» QUOTED PASSAGE
┌──

For the moment, at least, any North Korean missile attack against US interests and personnel, whether launched as a first-strike (perhaps to preempt an expected American preemption), or as reprisal, would seemingly have to exclude the American homeland. This same limiting prediction, however, cannot be made in reference to any considered South Korean or Japanese targets, including US military personnel and bases located in those two countries. Any North Korean attack against South Korea or Japan would likely target primarily those countries’ vulnerable military assets, and/or related US military elements, but could also comprise a meaningful number of “soft” civilian populations and various corollary infrastructures.

Always, even if it should be played only by fully rational adversaries, any advancing strategic “game” between Washington and Pyongyang would demand that each player strives relentlessly for “escalation dominance.” Then, it would be within the manifestly unpracticed interstices of zero-sum rivalry that the palpable prospect of mutual catastrophe could sometimes arise. Looking forward, this mutually-unwanted outcome could be produced either in unexpected increments of escalation by one or both of the two national players, or by some sudden quantum leap in destructiveness undertaken by North Korea and/or the United States.

└──

» TASK OBJECTIVE
Could you carry the passage on North Korean missile threats and escalation with the United States forward, picking up right after its last sentence?

» RECORDED INFORMATION

┌──

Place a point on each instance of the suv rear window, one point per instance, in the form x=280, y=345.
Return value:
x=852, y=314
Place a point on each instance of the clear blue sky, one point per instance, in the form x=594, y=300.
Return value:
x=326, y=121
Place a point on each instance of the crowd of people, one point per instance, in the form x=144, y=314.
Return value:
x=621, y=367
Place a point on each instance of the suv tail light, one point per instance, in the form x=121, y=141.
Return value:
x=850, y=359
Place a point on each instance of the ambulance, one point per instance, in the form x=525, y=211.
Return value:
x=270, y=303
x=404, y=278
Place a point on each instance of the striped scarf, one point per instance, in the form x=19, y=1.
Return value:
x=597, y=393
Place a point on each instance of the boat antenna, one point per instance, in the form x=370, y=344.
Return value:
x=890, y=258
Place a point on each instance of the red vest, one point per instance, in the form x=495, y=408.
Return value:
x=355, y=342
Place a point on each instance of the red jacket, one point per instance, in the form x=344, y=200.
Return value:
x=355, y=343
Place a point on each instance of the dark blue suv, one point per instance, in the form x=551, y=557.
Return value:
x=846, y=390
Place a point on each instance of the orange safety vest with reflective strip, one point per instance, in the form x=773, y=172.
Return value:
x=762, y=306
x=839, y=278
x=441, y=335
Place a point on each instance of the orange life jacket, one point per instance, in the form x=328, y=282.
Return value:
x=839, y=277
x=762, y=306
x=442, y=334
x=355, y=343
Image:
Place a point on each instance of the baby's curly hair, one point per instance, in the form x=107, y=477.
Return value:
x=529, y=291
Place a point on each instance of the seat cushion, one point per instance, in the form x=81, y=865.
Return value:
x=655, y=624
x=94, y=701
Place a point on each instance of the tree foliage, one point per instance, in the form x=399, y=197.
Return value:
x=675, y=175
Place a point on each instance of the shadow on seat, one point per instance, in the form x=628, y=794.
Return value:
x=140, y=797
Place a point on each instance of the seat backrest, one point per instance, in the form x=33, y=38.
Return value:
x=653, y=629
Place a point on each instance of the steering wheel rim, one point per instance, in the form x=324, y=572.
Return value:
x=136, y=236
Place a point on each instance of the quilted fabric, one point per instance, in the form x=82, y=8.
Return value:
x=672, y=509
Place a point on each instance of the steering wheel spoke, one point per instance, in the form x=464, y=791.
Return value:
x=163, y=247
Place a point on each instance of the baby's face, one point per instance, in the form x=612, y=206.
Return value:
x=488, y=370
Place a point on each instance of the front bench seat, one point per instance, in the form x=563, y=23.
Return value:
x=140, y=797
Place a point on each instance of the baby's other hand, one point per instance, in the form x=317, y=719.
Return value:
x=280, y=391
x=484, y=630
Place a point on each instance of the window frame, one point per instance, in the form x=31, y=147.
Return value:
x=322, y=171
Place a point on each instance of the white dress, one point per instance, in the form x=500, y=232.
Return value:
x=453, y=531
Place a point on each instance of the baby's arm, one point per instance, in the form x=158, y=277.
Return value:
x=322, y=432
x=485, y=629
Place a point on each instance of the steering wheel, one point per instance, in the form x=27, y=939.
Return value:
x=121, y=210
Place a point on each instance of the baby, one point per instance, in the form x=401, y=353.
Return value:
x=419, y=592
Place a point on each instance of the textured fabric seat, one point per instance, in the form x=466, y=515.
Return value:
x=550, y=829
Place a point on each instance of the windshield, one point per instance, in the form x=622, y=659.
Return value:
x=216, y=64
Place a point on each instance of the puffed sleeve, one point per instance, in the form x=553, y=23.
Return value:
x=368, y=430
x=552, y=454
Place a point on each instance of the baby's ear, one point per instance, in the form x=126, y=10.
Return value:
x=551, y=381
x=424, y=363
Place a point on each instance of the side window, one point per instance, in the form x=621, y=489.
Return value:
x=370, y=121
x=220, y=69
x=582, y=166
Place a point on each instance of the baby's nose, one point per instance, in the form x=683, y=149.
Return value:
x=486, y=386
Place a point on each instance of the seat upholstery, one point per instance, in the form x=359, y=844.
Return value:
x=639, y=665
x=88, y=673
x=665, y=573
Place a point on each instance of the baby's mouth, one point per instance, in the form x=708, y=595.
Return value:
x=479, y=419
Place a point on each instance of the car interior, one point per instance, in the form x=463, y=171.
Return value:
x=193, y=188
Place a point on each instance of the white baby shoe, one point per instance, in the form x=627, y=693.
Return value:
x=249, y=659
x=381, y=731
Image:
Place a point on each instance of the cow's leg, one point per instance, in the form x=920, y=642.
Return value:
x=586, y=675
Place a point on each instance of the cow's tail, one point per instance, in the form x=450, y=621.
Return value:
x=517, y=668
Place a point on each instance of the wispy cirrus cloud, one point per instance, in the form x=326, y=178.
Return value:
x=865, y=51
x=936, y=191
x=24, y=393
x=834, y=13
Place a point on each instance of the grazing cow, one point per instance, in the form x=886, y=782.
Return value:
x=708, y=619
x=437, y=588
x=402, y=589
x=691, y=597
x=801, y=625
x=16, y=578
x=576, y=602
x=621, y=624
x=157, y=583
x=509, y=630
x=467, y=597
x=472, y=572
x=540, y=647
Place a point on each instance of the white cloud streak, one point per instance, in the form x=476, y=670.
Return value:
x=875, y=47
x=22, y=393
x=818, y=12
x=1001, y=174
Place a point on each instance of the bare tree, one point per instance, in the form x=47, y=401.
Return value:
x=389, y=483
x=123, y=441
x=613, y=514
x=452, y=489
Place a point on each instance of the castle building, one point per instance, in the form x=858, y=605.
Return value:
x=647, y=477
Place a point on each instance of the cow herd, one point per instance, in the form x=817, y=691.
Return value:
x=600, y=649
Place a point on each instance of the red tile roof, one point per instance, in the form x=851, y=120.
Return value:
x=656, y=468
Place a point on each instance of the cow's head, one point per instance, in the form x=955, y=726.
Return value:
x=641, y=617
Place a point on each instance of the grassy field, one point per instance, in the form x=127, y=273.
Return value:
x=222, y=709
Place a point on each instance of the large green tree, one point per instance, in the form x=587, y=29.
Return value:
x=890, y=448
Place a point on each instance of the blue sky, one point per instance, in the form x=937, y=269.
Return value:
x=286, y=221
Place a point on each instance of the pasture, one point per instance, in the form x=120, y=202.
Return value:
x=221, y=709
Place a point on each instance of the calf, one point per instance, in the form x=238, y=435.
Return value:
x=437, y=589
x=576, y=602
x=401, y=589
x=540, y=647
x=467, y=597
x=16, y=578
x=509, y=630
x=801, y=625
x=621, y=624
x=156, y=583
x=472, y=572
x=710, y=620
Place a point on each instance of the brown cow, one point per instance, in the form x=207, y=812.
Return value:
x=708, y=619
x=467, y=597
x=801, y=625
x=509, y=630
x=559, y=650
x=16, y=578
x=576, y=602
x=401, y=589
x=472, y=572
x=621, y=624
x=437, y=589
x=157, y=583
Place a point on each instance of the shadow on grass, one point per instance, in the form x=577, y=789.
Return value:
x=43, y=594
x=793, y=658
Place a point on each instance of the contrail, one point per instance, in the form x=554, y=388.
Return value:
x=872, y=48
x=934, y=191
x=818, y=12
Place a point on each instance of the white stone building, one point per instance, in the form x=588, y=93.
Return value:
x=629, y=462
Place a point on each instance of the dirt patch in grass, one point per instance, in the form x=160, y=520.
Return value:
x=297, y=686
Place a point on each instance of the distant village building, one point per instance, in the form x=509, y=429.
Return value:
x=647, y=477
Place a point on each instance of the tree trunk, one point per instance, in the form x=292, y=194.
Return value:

└──

» ANSWER
In world politics, chaos may have its own discernible “geometry.” Everything about this prospective “game” is notably complex, and is also unprecedented. But needed answers will still lie in determinedly capable dialectical analyses.

In facing off against each other for escalation dominance, even under the most ideal assumptions of  mutual rationality, both President Trump and President Kim Jong-un would have to scrupulously concern themselves with possible miscalculations, errors in information, unauthorized uses of strategic weapons, mechanical or computer malfunctions, and many assorted nuances of cyber-defense/cyber-war. Such threats do carry prospective chaos within themselves – especially in the form of myriad unseen synergies – but they can also be countered in proper “mind over mind” calculations.

Long before any military planners could have ever even imagined a nuclear war, the legendary Prussian general and strategist, Carl von Clausewitz, cautioned insightfully about “friction.” In essence, this key concept from On War identifies the profound differences “between war on paper, and war as it actually is.” Accordingly, any nuclear brinksmanship between Washington and Pyongyang would necessarily take place in uncharted waters, and could proceed inexorably toward starkly unpredictable outcomes.

Regarding unpredictability, it is also worth noting that North Korea has a verifiable history of cooperation with Iran; therefore, nuclear warfare developments on the Korean peninsula could even have certain “spillover” effects in the Middle East.

All things considered, while requiring both participating presidents to steer an unalterably steady course between escalation dominance and national survival, the bewildering conflict process in Asia could carry no reassurances of success for either party, and absolutely no compelling promises of regional “containment.”

None at all.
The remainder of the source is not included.